── SOURCE EXTRACT
Personnel Records Center Temporarily Halts Operations

Personnel Records Center Temporarily Halts Operations

Government building
Photo by: National Archives

The National Personnel Records Center in St. Louis, Missouri, has been closed to the public since March and is now temporarily shutting down most of its remaining operations because of increased COVID-19 spread in the area. 

There is no prediction for when full operations might resume. “The NPRC will be operating at various degrees of reduced on-site capacity until the public health emergency has ended,” the center says in a statement.  

This action slows but does not completely halt activity on veterans’ claims that often require proof found in military records.  

“We will continue servicing emergency requests associated with medical treatments, burials, and homeless veterans trying to gain admittance to a homeless shelter,” the center said in a statement on its website. “Please refrain from submitting non-emergency requests such as replacement medals, administrative corrections, or records research until we return to pre-COVID staffing levels.” 

“We will maintain a small on-site staff who will respond only to emergency requests, such as those involving requests to support burial honors for deceased veterans; life-threatening medical emergencies; requests from homeless shelters seeking to gain admittance of a homeless veteran; and comparable emergencies,” the center says. “If you have such an emergency, you must complete Standard Form 180, Request Pertaining to Military Records, and fax a signed copy to (314) 801-0764.”
────
── EXCERPTED RECORDS
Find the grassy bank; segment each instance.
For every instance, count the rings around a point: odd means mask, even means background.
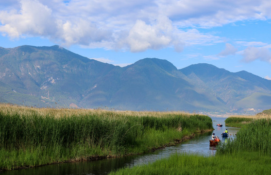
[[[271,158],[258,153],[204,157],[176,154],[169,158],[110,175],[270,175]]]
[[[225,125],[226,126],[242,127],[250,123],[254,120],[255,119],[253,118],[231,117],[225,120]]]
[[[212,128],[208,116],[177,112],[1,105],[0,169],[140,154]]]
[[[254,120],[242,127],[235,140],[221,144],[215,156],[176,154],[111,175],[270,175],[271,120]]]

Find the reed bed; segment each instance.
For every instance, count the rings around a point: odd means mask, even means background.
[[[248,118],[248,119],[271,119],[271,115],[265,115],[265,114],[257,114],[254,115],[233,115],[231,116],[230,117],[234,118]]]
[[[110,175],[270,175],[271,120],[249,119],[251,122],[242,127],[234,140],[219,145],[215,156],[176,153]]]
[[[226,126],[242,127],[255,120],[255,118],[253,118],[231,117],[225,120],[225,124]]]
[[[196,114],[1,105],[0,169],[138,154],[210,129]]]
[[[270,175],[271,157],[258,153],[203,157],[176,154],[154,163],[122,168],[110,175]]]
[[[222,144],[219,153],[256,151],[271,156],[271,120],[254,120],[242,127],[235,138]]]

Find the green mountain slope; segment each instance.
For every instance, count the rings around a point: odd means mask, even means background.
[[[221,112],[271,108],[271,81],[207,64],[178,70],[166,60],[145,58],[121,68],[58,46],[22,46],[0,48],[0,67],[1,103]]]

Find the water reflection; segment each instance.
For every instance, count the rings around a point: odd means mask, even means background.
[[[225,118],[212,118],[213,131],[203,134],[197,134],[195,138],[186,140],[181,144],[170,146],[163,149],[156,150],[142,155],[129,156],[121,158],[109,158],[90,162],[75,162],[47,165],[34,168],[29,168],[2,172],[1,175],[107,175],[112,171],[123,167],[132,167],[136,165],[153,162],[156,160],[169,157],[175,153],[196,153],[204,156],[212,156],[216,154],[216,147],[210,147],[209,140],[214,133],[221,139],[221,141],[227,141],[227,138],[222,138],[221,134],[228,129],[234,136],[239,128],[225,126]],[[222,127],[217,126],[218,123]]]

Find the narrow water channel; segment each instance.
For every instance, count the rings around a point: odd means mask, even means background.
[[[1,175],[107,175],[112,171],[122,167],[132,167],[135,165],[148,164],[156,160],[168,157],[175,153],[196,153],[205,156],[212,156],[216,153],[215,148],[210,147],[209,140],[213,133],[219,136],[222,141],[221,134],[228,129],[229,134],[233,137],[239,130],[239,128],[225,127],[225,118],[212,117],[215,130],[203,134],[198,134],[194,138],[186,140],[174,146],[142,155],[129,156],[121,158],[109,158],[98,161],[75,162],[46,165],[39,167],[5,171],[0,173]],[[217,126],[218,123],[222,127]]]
────
── EXCERPTED RECORDS
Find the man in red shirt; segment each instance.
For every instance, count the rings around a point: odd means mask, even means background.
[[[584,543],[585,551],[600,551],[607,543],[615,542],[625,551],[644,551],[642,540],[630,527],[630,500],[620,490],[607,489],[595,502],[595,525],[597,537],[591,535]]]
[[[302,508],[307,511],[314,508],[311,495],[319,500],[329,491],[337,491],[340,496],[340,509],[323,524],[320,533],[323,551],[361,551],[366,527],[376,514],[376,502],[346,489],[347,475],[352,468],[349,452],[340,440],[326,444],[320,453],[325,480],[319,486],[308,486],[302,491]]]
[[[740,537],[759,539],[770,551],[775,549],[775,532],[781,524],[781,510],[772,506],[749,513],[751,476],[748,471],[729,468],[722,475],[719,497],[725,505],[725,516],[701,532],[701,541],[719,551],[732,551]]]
────
#### WHAT THIS EXERCISE ASKS:
1 – In the article on the personnel records center closure, what fax number should a signed copy of Standard Form 180 be sent to for an emergency request?
2 – Carry on the article about the personnel records center closure from the point where it stops.

#### EXPECTED OUTPUTS:
1 – (314) 801-0764

2 –
While NPRC continues to provide military records to determine eligibility for burial in national cemeteries, the Department of Veterans Affairs’ National Cemetery Authority reports delays in obtaining needed records. “At this time, NPRC is working with NCA to identify records related to casketed interment requests,” the VA says in a statement. “Once NPRC can resume normal operations, NCA will then request records for cremated interments.” 

Eligibility for burial may often be determined without needing assistance from the records center, the VA says. 

The records center said it does not have much choice in the partial shutdown. The facility “is located in an area which has one of the highest per capita rates of confirmed COVID-19 cases in St. Louis County,” a records center statement says. “It employs nearly 1,000 federal employees and contractors from multiple agencies, working in densely populated office space. Cubicles are in close proximity to each other; work processes require frequent, close interactions with coworkers; and the servicing of most requests requires access to over 60 million paper records that are stored on-site and unable to be accessed remotely.”